• SELECTED EXTRACT:
========================================================================
This message was was presented at the 2013 UU History Convocation in Washington, DC, as its award-winning sermon.

It was 1917, and America was at war. Most Unitarians were for it, including the moderator of the National Conference of Unitarian and Other Liberal Christian Churches, former U.S. president William Howard Taft. But some Unitarians were NOT for it, and this minority included John Haynes Holmes, minister of one of our most prominent churches of the time. Said the Rev. Holmes, “War is never justifiable under any circumstances. And this means . . . for me—and for myself only can I speak—that never will I take up arms against a foe. And if, because of cowardice or madness, I do this awful thing, may God in his anger strike me dead, ere I strike dead some brother from another land!”

But though the Rev. Holmes said he could speak only for himself, as if to suggest that others could reasonably disagree, in reality (given the force of his personality), if you disagreed, he let you know in no uncertain terms you were stupid. Or you were morally corrupt, spiritually perverse.
========================================================================
[Stored records]
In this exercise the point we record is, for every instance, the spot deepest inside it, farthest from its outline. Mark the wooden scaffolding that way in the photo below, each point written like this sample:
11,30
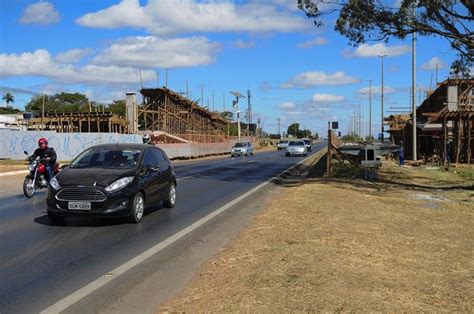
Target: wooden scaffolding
81,122
166,111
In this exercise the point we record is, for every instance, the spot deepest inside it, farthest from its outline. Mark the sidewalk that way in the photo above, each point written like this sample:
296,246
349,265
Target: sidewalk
345,245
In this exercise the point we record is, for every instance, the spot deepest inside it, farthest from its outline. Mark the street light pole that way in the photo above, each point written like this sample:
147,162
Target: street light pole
413,91
370,108
382,87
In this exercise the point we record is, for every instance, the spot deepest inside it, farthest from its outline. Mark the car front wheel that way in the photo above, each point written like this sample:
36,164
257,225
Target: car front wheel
56,219
170,201
138,208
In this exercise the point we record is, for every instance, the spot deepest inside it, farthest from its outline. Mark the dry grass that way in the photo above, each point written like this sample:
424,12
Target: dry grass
354,246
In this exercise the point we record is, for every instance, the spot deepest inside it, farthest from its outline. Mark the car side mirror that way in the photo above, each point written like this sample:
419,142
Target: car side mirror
150,168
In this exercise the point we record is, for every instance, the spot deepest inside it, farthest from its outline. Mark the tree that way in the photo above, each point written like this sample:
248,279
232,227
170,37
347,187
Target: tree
8,98
118,107
61,102
227,115
293,129
368,20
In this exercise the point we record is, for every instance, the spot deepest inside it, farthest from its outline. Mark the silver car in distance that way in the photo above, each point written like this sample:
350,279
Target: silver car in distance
242,149
296,148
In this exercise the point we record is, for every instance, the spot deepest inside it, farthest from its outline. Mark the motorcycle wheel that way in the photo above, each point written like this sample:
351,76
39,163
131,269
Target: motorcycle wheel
29,188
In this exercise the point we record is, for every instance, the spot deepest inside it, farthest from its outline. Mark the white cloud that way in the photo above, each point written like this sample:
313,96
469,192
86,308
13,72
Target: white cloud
127,13
286,105
378,49
318,41
72,55
40,13
376,90
40,63
327,98
432,63
152,52
165,17
311,79
244,44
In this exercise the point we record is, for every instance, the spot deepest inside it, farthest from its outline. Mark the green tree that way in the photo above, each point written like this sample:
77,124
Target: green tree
8,110
227,115
8,98
59,103
293,129
118,107
368,20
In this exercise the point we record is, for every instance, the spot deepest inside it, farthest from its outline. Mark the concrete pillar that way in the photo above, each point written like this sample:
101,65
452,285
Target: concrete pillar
132,112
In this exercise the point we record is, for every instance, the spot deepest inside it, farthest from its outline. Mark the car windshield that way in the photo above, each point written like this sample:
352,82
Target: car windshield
296,143
107,158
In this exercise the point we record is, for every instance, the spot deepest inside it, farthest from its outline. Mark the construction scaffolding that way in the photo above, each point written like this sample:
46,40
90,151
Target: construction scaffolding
445,129
166,111
81,122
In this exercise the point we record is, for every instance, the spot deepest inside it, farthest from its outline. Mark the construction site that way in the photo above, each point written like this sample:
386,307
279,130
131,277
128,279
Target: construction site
166,115
445,125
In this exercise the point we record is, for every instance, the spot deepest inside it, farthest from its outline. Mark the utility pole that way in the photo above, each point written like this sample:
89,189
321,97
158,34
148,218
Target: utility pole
141,79
382,87
370,108
249,108
413,91
42,114
202,96
236,103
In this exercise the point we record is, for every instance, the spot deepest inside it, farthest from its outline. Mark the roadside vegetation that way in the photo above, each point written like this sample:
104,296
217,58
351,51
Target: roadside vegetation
347,245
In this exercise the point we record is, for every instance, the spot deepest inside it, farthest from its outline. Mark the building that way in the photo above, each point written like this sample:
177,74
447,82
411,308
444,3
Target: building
445,124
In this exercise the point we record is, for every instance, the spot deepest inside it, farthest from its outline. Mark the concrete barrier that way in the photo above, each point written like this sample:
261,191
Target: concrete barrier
69,145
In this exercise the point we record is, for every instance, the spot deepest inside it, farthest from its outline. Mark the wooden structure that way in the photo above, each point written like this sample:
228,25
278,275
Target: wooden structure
166,111
445,126
81,122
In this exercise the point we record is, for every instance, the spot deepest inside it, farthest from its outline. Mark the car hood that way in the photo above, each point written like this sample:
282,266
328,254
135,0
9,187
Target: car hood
92,176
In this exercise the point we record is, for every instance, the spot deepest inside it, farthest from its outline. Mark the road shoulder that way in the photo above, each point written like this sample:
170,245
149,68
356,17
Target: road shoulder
346,245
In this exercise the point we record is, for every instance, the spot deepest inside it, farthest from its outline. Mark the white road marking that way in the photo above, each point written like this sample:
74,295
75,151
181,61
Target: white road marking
76,296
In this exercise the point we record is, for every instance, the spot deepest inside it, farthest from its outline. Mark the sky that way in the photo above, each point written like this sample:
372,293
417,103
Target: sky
295,72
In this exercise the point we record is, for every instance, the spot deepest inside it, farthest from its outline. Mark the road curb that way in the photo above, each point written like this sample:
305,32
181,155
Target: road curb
11,173
109,276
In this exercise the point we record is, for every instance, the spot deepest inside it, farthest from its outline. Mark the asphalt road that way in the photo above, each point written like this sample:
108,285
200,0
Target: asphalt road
41,264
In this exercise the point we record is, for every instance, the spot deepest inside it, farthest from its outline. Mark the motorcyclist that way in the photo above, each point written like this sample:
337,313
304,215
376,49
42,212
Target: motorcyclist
147,139
46,155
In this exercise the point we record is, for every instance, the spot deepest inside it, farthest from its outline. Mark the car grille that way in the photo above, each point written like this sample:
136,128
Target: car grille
81,194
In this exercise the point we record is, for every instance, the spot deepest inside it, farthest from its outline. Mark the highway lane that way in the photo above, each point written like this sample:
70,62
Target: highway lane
41,264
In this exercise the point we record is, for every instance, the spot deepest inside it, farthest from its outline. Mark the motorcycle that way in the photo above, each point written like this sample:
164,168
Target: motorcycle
36,179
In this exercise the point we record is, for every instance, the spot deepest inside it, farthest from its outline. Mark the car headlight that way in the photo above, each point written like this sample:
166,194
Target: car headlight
119,184
54,183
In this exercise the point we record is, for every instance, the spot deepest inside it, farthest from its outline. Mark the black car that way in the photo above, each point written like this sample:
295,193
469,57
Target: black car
112,180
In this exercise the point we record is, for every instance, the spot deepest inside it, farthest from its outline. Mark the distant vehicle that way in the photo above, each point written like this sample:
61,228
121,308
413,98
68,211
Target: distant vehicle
112,180
36,179
307,143
296,148
242,149
282,144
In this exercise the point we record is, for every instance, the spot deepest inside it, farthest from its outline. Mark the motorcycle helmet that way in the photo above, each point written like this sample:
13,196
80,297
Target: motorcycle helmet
43,143
146,139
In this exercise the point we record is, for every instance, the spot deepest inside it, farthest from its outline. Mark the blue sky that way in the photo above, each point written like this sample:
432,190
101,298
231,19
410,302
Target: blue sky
295,71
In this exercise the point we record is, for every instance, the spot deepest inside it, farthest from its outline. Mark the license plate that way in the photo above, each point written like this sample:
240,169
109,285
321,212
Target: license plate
79,205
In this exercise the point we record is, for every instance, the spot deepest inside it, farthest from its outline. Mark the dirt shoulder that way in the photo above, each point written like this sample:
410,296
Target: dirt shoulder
345,245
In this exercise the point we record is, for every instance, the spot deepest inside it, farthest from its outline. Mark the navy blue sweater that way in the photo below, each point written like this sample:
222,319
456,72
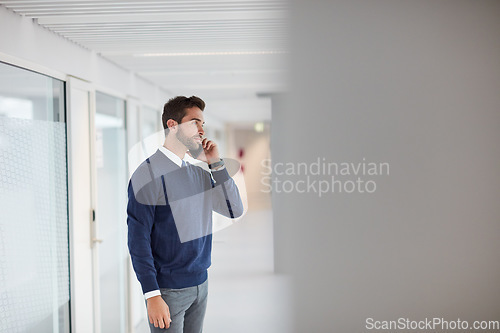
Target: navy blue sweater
170,220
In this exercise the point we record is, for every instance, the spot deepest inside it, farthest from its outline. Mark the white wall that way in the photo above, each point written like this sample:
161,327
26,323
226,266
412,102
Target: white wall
415,84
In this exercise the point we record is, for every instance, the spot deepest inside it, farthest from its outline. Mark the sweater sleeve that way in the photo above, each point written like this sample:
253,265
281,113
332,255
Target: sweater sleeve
225,195
140,219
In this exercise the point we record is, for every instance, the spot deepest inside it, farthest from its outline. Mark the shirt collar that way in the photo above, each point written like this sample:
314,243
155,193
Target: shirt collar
174,158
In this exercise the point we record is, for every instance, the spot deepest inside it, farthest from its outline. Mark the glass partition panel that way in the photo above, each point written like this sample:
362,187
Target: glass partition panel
34,252
111,162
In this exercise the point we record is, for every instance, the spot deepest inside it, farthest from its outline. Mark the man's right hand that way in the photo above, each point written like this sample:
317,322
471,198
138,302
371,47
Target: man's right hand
158,312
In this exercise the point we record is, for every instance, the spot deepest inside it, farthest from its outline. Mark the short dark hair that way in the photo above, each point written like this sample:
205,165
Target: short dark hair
176,107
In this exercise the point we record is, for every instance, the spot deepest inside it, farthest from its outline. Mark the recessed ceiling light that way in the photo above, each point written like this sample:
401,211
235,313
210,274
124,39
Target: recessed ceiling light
178,54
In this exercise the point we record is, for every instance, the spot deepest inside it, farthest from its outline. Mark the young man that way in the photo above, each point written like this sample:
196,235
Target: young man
170,218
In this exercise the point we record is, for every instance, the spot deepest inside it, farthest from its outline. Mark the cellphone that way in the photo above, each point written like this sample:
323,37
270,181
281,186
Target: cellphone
196,152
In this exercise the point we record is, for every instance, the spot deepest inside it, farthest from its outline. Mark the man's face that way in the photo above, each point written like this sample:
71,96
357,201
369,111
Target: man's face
191,128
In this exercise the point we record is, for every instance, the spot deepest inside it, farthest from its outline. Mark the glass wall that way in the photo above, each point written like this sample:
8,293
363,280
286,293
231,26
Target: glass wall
34,252
111,162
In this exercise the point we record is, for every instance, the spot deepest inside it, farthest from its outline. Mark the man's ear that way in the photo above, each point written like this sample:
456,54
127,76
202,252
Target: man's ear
========================================================================
• TASKS:
- 1) In the sermon excerpt, substitute "foolish" for "stupid" and write out the passage starting with "But though the" and going on through "corrupt, spiritually perverse.".
- 2) According to the sermon excerpt, who was moderator of the National Conference of Unitarian and Other Liberal Christian Churches in 1917?

• FULL ANSWERS:
- 1)
But though the Rev. Holmes said he could speak only for himself, as if to suggest that others could reasonably disagree, in reality (given the force of his personality), if you disagreed, he let you know in no uncertain terms you were foolish. Or you were morally corrupt, spiritually perverse.

- 2) Former U.S. president William Howard Taft.